> Excerpted records:

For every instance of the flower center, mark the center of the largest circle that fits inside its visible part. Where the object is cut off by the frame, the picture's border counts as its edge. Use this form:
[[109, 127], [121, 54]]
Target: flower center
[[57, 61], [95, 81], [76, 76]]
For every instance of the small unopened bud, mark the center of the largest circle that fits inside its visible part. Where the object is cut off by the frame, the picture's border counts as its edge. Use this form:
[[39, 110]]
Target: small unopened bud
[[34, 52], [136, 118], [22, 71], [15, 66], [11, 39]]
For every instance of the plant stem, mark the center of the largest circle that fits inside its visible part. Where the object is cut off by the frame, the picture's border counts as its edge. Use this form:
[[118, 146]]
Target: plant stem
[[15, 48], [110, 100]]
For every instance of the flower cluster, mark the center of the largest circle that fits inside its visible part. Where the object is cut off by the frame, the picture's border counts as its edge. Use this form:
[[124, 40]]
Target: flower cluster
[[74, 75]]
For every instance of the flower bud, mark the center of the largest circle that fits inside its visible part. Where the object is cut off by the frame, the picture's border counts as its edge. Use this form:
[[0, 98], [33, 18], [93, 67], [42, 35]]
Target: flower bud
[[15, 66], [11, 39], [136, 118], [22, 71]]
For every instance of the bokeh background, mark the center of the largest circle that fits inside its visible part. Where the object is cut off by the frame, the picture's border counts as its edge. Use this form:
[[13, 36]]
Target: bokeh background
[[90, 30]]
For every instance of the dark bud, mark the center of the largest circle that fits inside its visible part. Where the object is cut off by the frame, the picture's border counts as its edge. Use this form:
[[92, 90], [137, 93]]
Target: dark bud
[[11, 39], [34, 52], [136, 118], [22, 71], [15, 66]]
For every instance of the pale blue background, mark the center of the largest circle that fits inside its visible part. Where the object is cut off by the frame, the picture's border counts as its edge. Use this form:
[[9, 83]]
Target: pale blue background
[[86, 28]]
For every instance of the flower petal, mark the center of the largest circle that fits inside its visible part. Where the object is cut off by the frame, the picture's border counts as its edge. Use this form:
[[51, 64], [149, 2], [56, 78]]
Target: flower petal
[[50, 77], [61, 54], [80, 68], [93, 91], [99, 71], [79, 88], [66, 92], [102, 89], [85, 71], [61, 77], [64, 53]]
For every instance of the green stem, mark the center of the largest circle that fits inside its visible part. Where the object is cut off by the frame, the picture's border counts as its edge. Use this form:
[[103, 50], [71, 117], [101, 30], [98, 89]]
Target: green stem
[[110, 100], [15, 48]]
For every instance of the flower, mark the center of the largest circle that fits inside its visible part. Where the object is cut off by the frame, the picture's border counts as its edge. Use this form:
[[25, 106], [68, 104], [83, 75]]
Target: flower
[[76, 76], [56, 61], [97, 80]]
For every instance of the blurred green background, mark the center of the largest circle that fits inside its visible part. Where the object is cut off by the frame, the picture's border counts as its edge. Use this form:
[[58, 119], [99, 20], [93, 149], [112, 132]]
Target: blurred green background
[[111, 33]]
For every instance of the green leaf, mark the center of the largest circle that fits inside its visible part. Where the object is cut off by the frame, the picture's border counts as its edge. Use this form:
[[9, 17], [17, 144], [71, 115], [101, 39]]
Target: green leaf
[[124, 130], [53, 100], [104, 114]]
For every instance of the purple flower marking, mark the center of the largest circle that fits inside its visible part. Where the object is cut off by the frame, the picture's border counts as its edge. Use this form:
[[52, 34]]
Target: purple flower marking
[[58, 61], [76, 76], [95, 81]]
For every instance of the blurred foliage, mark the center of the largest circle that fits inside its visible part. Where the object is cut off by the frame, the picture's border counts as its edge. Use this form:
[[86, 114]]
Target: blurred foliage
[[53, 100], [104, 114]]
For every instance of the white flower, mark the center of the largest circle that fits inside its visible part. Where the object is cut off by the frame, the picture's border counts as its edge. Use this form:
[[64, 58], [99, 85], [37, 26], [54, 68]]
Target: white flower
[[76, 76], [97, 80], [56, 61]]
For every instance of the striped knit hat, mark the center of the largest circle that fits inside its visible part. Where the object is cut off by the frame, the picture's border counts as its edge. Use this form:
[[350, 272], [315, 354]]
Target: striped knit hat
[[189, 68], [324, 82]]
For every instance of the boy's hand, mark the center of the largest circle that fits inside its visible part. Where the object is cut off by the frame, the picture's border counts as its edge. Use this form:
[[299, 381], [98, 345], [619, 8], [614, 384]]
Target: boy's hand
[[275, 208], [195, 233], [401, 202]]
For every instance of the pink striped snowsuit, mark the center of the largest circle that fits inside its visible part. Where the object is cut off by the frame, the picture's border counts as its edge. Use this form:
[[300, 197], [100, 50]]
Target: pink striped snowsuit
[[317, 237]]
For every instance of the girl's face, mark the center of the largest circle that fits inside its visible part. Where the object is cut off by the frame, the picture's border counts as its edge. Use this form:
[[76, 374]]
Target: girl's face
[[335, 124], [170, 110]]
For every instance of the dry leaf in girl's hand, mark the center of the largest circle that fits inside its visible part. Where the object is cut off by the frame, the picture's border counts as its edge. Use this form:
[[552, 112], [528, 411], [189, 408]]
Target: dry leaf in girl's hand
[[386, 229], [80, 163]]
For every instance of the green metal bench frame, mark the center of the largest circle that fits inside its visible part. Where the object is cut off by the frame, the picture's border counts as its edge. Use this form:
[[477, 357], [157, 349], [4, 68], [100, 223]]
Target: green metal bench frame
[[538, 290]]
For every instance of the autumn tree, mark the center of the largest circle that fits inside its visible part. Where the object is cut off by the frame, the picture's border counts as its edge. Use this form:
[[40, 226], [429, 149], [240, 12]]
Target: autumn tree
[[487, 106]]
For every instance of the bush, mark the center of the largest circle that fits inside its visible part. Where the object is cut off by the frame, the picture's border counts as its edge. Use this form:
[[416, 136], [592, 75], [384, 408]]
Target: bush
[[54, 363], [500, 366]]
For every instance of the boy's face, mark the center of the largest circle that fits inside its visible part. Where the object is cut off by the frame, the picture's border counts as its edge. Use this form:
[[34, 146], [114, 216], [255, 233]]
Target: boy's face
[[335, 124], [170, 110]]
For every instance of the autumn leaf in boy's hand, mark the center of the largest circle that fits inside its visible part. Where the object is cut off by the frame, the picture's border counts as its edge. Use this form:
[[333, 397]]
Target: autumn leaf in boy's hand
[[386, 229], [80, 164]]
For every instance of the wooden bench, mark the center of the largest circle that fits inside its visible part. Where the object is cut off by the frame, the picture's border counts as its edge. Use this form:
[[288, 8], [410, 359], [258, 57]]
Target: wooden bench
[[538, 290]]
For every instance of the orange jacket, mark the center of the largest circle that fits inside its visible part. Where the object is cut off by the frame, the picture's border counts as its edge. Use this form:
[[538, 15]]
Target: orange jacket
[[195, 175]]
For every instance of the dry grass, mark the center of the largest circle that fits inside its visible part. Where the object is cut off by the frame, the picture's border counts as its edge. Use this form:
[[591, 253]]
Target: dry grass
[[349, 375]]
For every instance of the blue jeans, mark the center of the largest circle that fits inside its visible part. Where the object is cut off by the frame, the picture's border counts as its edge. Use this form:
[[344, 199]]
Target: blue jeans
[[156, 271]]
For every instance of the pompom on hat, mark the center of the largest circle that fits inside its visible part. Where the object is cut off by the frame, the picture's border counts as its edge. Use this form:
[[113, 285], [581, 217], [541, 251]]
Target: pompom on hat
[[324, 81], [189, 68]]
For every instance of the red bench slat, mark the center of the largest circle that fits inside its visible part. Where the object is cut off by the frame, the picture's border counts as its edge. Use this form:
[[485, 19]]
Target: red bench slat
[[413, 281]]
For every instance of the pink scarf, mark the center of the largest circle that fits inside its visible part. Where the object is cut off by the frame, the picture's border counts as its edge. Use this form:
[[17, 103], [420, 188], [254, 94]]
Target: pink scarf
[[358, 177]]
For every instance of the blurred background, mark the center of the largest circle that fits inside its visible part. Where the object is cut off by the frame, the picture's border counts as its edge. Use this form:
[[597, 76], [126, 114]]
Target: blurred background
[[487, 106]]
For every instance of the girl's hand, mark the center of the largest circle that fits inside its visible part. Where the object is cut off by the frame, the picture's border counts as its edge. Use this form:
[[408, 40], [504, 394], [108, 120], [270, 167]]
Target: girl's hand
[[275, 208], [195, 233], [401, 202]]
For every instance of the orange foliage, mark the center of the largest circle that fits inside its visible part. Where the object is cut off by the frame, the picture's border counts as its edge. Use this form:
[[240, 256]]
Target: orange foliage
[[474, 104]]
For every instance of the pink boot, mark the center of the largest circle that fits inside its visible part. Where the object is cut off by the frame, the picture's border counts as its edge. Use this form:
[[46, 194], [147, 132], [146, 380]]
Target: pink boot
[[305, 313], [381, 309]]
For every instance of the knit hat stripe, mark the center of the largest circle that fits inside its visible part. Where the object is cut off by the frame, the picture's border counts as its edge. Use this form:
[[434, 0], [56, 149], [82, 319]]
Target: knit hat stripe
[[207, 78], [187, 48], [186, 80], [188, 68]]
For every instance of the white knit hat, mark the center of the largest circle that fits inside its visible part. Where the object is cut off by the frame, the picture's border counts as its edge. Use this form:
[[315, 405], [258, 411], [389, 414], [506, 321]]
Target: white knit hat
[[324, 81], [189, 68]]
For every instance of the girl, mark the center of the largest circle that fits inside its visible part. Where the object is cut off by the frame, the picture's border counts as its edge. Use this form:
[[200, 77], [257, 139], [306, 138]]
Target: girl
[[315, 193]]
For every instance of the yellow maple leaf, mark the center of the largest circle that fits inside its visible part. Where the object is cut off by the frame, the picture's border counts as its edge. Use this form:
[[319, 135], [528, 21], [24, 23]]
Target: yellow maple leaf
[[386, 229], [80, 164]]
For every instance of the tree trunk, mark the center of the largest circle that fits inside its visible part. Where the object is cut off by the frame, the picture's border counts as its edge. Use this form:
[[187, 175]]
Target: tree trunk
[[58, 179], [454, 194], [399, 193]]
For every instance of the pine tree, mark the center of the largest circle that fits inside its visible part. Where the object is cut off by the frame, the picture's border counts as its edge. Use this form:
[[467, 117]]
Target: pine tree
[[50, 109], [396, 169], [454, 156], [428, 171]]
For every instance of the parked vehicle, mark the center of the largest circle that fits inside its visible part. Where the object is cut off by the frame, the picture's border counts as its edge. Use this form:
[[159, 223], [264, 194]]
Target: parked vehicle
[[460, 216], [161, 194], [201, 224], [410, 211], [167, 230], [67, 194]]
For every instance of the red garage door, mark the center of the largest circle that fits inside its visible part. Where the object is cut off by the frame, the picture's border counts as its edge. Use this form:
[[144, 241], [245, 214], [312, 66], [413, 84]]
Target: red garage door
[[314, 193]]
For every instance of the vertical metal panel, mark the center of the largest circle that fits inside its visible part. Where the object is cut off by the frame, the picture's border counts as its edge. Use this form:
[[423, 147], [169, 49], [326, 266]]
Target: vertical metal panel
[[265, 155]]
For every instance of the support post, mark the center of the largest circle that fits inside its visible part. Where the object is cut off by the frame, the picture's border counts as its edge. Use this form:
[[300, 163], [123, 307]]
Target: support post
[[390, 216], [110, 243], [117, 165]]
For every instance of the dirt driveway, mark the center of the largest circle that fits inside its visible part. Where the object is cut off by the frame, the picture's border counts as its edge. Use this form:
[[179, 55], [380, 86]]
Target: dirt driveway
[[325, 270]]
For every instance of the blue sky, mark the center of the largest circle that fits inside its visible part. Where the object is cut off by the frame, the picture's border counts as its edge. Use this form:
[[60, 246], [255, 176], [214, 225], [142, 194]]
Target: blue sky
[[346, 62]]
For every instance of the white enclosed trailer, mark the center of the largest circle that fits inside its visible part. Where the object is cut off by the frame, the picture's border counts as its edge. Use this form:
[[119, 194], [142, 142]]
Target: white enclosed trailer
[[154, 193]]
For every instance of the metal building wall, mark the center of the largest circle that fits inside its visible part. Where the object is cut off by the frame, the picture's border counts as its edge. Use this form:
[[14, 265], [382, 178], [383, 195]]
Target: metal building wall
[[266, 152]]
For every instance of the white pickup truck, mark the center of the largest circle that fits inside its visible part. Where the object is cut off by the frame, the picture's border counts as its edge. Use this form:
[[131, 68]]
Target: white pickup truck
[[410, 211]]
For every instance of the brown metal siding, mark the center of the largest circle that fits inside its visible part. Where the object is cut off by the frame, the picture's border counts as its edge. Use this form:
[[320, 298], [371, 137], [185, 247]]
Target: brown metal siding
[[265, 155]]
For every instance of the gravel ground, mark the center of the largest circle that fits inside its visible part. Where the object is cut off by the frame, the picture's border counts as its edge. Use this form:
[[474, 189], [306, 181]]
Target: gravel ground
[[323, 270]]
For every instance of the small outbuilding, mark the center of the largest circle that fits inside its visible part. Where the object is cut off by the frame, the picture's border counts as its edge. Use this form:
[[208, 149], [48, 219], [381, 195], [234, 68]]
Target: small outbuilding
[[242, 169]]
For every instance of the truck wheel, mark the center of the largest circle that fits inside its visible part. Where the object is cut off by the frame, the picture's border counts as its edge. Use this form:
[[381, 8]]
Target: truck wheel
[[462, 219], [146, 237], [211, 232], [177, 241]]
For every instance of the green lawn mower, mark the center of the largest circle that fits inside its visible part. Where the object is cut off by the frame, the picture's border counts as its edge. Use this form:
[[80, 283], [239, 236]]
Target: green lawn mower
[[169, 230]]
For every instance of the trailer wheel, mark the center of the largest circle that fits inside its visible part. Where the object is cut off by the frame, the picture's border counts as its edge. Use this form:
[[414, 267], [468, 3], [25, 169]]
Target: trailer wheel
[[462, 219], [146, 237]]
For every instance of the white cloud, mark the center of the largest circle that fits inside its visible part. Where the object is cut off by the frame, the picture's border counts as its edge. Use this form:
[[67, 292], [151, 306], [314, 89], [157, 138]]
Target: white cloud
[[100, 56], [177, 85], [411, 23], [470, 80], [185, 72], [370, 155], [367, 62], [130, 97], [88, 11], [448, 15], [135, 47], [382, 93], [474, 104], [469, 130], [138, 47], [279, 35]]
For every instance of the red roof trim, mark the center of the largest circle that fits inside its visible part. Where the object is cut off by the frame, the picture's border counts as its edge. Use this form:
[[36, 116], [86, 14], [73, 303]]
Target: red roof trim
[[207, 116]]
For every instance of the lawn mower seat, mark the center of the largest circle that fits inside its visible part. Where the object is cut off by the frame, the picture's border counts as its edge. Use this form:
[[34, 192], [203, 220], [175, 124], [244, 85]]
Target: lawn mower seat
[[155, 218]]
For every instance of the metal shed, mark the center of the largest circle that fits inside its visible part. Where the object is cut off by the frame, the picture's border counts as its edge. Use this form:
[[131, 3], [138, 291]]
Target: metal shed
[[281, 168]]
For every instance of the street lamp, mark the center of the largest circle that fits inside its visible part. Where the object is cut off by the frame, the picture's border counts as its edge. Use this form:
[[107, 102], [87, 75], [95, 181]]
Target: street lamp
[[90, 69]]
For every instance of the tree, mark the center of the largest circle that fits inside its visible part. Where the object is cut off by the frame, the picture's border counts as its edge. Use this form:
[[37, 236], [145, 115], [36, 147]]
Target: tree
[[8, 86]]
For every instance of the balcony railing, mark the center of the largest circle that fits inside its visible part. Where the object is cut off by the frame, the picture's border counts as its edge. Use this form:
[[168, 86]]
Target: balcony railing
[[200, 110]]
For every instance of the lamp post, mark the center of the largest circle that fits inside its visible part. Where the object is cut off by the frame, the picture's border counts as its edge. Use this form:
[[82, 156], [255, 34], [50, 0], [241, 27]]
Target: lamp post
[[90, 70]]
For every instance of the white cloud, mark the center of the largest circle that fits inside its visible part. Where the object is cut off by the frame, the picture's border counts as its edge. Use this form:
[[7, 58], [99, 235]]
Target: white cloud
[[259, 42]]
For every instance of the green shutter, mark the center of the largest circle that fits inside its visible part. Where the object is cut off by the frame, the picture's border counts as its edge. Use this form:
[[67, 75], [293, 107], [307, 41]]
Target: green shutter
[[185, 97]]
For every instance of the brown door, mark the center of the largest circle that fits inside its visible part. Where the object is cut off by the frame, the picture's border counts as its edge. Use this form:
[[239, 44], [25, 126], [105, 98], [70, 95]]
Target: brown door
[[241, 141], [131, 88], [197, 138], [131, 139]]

> Task to complete: Quote the records word for word, starting at their first line and continuing through the line that contains "[[15, 48], [110, 100]]".

> Response to the task:
For every instance of the flower center, mark the center of the largest circle that fits inside its visible part. Where the object is cut off by the frame, the picture's border counts as its edge. Use this form:
[[109, 127], [121, 54]]
Target: flower center
[[57, 61], [95, 81], [76, 76]]
For every instance of the small unopened bud, mark the center of the largest circle that fits inside its visible part. Where the object is cut off by the frame, the picture's border counts as its edge. Use this form:
[[39, 110]]
Target: small unopened bud
[[34, 52], [136, 118], [22, 71], [15, 66], [11, 39]]
For every instance of the plant stem, mark the center of the largest circle that fits inside its visible part. Where the object is cut off by the frame, the picture's border counts as its edge. Use this form:
[[118, 146]]
Target: plant stem
[[15, 48], [110, 100]]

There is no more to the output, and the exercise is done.